-- Opening Marker --

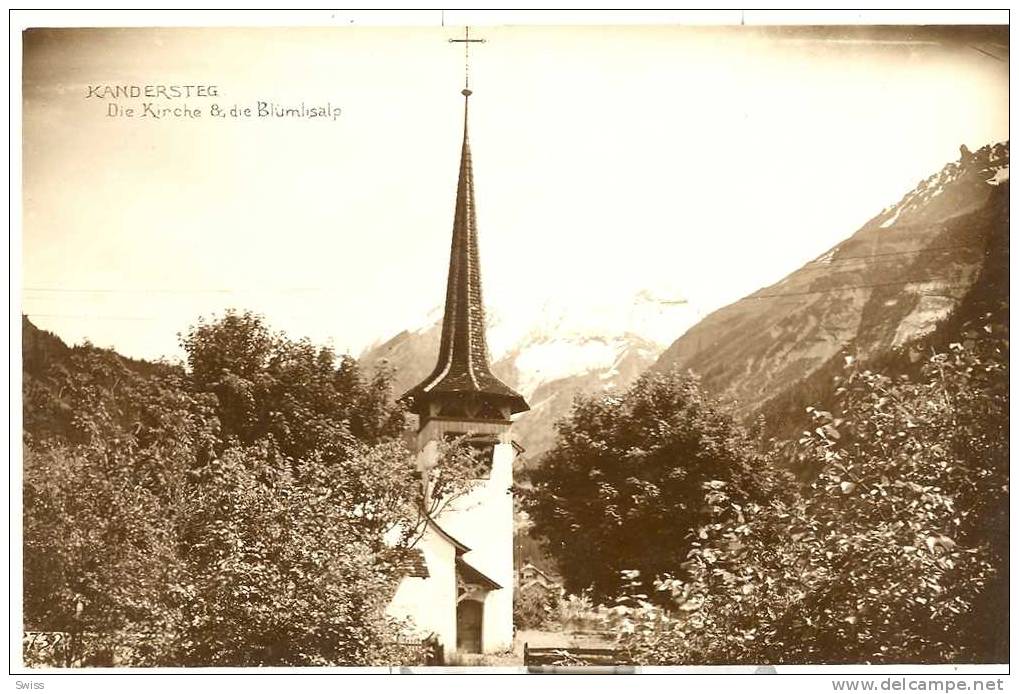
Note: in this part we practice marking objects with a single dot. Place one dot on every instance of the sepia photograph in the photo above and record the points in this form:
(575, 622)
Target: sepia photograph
(450, 341)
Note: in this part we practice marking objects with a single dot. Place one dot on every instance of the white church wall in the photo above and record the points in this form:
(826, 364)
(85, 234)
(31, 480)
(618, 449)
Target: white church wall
(483, 521)
(431, 601)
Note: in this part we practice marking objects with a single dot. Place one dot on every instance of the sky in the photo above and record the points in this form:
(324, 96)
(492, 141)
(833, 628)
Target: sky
(700, 163)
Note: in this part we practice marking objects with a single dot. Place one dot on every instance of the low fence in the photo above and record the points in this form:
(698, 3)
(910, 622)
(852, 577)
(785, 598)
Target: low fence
(86, 649)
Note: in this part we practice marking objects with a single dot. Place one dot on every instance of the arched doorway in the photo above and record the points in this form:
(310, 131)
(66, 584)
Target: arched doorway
(469, 614)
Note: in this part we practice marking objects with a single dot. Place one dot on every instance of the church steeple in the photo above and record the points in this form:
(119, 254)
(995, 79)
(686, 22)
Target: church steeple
(462, 384)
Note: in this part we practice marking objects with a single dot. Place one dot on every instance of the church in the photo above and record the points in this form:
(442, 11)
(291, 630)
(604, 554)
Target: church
(461, 589)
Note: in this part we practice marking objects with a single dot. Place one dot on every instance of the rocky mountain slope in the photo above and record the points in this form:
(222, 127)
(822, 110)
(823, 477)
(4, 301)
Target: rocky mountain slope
(905, 271)
(552, 355)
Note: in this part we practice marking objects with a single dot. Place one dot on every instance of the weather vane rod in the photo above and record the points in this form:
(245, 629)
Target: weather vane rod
(467, 41)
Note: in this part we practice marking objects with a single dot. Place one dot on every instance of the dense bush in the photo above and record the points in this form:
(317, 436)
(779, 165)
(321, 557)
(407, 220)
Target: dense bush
(232, 514)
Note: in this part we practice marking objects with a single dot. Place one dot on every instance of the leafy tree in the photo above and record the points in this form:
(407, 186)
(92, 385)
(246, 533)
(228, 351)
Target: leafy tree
(269, 385)
(621, 488)
(896, 552)
(233, 514)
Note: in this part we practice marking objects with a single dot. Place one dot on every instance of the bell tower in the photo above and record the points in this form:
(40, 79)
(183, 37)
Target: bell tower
(463, 396)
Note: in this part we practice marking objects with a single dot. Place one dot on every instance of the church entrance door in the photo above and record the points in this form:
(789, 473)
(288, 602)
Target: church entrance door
(469, 626)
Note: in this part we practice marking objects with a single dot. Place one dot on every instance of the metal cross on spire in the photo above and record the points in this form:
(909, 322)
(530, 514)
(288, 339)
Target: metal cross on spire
(467, 41)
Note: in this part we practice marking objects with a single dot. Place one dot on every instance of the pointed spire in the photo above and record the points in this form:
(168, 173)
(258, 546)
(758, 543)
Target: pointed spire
(463, 370)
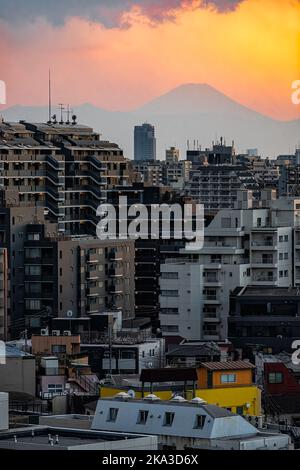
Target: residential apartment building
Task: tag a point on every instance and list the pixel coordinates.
(241, 247)
(4, 289)
(144, 142)
(64, 168)
(181, 424)
(264, 319)
(217, 186)
(77, 277)
(171, 172)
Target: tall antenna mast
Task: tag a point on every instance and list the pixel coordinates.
(49, 96)
(61, 107)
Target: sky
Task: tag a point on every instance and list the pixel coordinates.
(119, 54)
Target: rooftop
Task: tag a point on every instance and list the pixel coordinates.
(39, 438)
(229, 365)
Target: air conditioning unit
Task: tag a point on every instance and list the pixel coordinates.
(55, 332)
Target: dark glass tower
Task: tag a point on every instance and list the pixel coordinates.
(144, 142)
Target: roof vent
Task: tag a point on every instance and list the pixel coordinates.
(198, 401)
(151, 397)
(178, 398)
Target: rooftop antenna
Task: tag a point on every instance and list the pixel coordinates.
(49, 97)
(69, 111)
(61, 108)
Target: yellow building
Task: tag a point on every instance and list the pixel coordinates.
(226, 384)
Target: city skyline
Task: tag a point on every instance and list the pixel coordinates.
(110, 64)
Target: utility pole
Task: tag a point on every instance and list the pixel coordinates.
(110, 348)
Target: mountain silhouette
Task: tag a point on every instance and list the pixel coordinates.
(188, 112)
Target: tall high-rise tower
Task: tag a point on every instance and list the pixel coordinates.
(144, 142)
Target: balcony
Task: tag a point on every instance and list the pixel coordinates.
(263, 262)
(211, 299)
(264, 245)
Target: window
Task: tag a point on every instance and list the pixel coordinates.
(55, 388)
(127, 355)
(143, 416)
(33, 253)
(169, 293)
(200, 421)
(226, 222)
(32, 288)
(169, 418)
(32, 270)
(170, 328)
(228, 378)
(59, 349)
(275, 378)
(169, 311)
(33, 236)
(33, 304)
(112, 414)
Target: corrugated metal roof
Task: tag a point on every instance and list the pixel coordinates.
(169, 375)
(229, 365)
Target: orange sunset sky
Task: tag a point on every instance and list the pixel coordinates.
(120, 57)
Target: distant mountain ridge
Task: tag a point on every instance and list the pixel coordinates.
(188, 112)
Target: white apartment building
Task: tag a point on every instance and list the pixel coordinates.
(242, 247)
(181, 425)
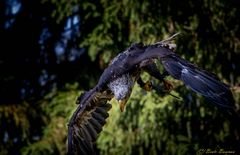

-- Closing Marker --

Work required:
In the entries above, find each line containing the string "building" and copy it.

Response:
Target: residential apartment building
Target: yellow building
Target: white apartment building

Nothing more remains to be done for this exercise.